• AIM OF THE EXERCISE
Return every item below without changing a single character.

__________

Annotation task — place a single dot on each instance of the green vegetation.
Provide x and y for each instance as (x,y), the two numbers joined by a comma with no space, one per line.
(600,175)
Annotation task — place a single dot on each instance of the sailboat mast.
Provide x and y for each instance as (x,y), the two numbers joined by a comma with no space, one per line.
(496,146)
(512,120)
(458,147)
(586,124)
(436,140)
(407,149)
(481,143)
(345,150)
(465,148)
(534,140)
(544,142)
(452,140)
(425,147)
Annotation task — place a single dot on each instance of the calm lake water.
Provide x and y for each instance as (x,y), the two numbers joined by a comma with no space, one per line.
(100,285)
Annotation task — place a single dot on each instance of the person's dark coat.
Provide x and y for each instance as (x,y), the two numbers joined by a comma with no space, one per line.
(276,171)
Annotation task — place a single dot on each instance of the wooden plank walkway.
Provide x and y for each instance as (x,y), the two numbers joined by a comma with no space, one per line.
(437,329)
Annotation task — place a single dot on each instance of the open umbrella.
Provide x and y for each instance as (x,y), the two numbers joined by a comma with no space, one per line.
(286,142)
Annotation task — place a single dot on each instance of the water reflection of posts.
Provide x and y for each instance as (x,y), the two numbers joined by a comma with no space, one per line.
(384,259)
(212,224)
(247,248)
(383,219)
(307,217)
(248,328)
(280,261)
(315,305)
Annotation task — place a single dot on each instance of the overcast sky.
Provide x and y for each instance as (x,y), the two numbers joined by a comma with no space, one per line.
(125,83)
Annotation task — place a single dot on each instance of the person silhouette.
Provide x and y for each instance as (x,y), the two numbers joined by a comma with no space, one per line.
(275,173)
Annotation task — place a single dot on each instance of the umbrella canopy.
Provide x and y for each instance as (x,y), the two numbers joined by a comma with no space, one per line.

__________

• PROBLEM SOLUTION
Annotation task — place a single dot on each instance of the green vegetation.
Provide x and y for each instance as (x,y), the two numbers joined by a comma with no space, one per line.
(600,175)
Annotation task — place a single dot on each instance of the sailboat mast.
Provide x and y for each instance as (x,y), the two numbers joined by a comma with no space, one per line.
(496,146)
(512,120)
(458,147)
(586,124)
(436,140)
(407,149)
(481,143)
(345,150)
(465,148)
(534,140)
(544,142)
(452,140)
(425,147)
Annotation task — place a single dot on each instance of the calm lake water.
Provide x and y for each instance as (x,y), the two numbers joined by a comma with no space, one per line.
(100,285)
Annotation task — place a single dot on each instance of the person's dark coat.
Provide x and y for each instance as (x,y), the two numbers joined by a comma with no space, one per line.
(276,171)
Annotation task — place a single dot on each instance of the wooden plank walkway.
Provide x and y for each instance as (x,y), the two numbers joined by a comma with no space, one per line.
(437,329)
Annotation task — place a single dot on each instance of the open umbrella.
Provide x and y for each instance as (x,y), the two numbers joined by a comma with no space, one per line.
(286,142)
Annotation task — place a single dot on each instance of the water reflection of posts.
Provide x and y for each instance as (x,y), the two numbers joined by a comma with no space, one per line.
(384,259)
(212,224)
(247,248)
(383,219)
(307,217)
(248,328)
(280,261)
(315,305)
Annotation task — place a single dot on each instance of the overcast sky.
Provide x and y for each instance as (x,y), the two numbers joined by a comma with no space, one per line.
(125,83)
Annotation task — place a single dot on each instance of the person silhouette.
Provide x and y for each instance as (x,y), the two numbers joined by a comma with no space, one per line.
(275,173)
Annotation task — place a single dot on each instance of the umbrella canopy.
Provide x and y for each instance as (x,y), the two numbers joined by a comma with no space, one per line.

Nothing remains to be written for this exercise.